Exercise task:
Reproduce every one of the records below word for word, with no changes.

Data rows:
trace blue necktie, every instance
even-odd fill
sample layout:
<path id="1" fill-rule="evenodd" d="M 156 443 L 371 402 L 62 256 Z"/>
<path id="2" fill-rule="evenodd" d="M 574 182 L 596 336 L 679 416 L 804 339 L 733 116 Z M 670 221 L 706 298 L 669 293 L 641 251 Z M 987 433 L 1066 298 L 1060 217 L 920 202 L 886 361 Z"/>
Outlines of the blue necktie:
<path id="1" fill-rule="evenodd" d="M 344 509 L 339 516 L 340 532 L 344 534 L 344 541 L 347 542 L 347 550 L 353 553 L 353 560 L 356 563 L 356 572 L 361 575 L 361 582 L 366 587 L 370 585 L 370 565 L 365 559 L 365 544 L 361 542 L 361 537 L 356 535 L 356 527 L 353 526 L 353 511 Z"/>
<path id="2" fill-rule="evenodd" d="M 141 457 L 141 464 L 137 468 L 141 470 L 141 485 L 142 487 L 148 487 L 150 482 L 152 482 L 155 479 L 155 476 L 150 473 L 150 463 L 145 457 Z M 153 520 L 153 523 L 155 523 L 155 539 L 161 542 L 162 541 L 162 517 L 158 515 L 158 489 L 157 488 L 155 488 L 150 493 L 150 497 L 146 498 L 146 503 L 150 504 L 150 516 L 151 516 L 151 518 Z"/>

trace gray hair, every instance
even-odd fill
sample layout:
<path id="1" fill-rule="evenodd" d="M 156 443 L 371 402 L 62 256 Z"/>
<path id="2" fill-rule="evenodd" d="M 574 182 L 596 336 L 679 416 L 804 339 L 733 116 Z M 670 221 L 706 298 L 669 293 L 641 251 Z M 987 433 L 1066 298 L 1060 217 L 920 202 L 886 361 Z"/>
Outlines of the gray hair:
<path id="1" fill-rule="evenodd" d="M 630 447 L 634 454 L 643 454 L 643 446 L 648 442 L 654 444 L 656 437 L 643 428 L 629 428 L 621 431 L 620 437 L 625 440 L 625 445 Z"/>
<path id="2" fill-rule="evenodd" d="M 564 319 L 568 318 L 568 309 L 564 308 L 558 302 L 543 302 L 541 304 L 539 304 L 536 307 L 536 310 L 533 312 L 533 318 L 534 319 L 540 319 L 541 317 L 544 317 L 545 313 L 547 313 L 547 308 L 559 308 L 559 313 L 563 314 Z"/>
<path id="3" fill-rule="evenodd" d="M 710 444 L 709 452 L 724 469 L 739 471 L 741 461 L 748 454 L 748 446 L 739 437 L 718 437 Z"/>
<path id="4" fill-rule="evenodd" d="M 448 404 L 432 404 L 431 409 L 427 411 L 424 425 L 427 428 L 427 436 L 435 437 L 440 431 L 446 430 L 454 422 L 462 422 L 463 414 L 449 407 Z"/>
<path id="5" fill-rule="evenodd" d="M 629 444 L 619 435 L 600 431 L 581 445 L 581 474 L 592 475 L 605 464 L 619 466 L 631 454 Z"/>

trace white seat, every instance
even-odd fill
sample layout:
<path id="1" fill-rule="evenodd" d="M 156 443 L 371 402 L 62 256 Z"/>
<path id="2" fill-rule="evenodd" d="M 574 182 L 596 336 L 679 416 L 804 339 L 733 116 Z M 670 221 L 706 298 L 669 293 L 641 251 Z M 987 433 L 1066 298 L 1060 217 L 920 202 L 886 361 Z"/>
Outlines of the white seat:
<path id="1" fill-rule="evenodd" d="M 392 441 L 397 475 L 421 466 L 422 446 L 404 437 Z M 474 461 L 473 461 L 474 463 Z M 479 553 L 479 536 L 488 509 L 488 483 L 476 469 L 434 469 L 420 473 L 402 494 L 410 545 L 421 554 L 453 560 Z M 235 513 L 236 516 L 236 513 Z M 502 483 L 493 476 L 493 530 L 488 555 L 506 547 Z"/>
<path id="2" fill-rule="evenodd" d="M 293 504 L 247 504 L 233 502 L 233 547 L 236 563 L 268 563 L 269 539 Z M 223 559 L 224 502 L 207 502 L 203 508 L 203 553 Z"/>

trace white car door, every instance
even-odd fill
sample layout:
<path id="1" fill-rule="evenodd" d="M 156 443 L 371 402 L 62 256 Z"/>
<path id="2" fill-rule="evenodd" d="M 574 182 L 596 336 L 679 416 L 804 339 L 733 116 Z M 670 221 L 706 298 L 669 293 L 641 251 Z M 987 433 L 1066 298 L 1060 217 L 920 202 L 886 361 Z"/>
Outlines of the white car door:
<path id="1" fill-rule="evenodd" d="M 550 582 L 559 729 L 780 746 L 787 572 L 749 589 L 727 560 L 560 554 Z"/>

Solution to the problem:
trace blue necktie, every instance
even-odd fill
sample layout:
<path id="1" fill-rule="evenodd" d="M 156 443 L 371 402 L 62 256 Z"/>
<path id="2" fill-rule="evenodd" d="M 574 182 L 596 336 L 679 416 L 804 339 L 733 116 Z M 670 221 L 706 298 L 669 293 L 641 251 Z M 987 433 L 1066 298 L 1060 217 L 920 202 L 886 361 Z"/>
Outlines of the blue necktie:
<path id="1" fill-rule="evenodd" d="M 344 509 L 339 516 L 340 532 L 344 534 L 344 541 L 347 542 L 347 550 L 353 553 L 353 560 L 356 563 L 356 572 L 361 575 L 361 582 L 366 587 L 370 585 L 370 565 L 365 559 L 365 544 L 361 542 L 361 537 L 356 535 L 356 527 L 353 526 L 353 511 Z"/>
<path id="2" fill-rule="evenodd" d="M 141 457 L 141 464 L 137 468 L 141 470 L 141 485 L 142 487 L 148 487 L 150 482 L 152 482 L 155 479 L 155 476 L 150 473 L 150 463 L 145 457 Z M 153 520 L 153 523 L 155 523 L 155 539 L 161 542 L 162 541 L 162 517 L 158 515 L 158 489 L 157 488 L 155 488 L 150 493 L 150 497 L 146 498 L 146 503 L 150 504 L 150 516 L 151 516 L 151 518 Z"/>

trace gray hair, every instance
even-odd fill
sample layout:
<path id="1" fill-rule="evenodd" d="M 156 443 L 371 402 L 62 256 Z"/>
<path id="2" fill-rule="evenodd" d="M 574 182 L 596 336 L 679 416 L 804 339 L 733 116 Z M 670 221 L 706 298 L 669 293 L 641 251 Z M 987 433 L 1066 298 L 1060 217 L 920 202 L 886 361 Z"/>
Outlines of the gray hair:
<path id="1" fill-rule="evenodd" d="M 630 447 L 634 454 L 643 454 L 643 446 L 648 442 L 654 444 L 656 437 L 643 428 L 629 428 L 621 431 L 620 437 L 625 440 L 625 445 Z"/>
<path id="2" fill-rule="evenodd" d="M 564 319 L 568 318 L 568 309 L 564 308 L 558 302 L 543 302 L 541 304 L 539 304 L 536 307 L 536 310 L 533 312 L 533 318 L 534 319 L 540 319 L 541 317 L 544 317 L 545 313 L 547 313 L 547 308 L 559 308 L 559 313 L 563 314 Z"/>
<path id="3" fill-rule="evenodd" d="M 710 444 L 709 452 L 724 469 L 739 471 L 741 461 L 748 454 L 748 446 L 739 437 L 718 437 Z"/>
<path id="4" fill-rule="evenodd" d="M 448 404 L 432 404 L 431 409 L 427 411 L 424 425 L 427 428 L 427 436 L 435 437 L 440 431 L 446 430 L 454 422 L 462 422 L 463 414 L 449 407 Z"/>
<path id="5" fill-rule="evenodd" d="M 629 444 L 619 435 L 600 431 L 581 445 L 581 474 L 592 475 L 605 464 L 619 466 L 631 454 Z"/>

trace white seat, every instance
even-odd fill
sample layout:
<path id="1" fill-rule="evenodd" d="M 156 443 L 371 402 L 62 256 Z"/>
<path id="2" fill-rule="evenodd" d="M 574 182 L 596 336 L 679 416 L 804 339 L 733 116 Z M 670 221 L 706 298 L 669 293 L 641 251 Z M 987 433 L 1066 298 L 1060 217 L 920 202 L 886 361 Z"/>
Outlines of the white seat:
<path id="1" fill-rule="evenodd" d="M 392 441 L 397 475 L 421 466 L 422 446 L 404 437 Z M 474 461 L 473 461 L 474 463 Z M 479 553 L 479 536 L 488 509 L 488 483 L 476 469 L 434 469 L 420 473 L 402 494 L 410 545 L 421 554 L 453 560 Z M 235 513 L 236 516 L 236 513 Z M 502 483 L 493 476 L 493 530 L 488 555 L 506 547 Z"/>
<path id="2" fill-rule="evenodd" d="M 293 504 L 247 504 L 233 502 L 233 547 L 236 563 L 268 563 L 269 539 Z M 223 559 L 224 502 L 207 502 L 203 508 L 203 553 Z"/>

trace white car door, every instance
even-odd fill
sample layout:
<path id="1" fill-rule="evenodd" d="M 156 443 L 371 402 L 62 256 Z"/>
<path id="2" fill-rule="evenodd" d="M 574 182 L 596 336 L 679 416 L 804 339 L 733 116 Z M 670 221 L 706 298 L 669 293 L 641 251 Z M 987 433 L 1066 298 L 1060 217 L 920 202 L 886 361 Z"/>
Outlines of the white car door:
<path id="1" fill-rule="evenodd" d="M 550 582 L 559 729 L 780 746 L 787 572 L 749 589 L 727 560 L 560 554 Z"/>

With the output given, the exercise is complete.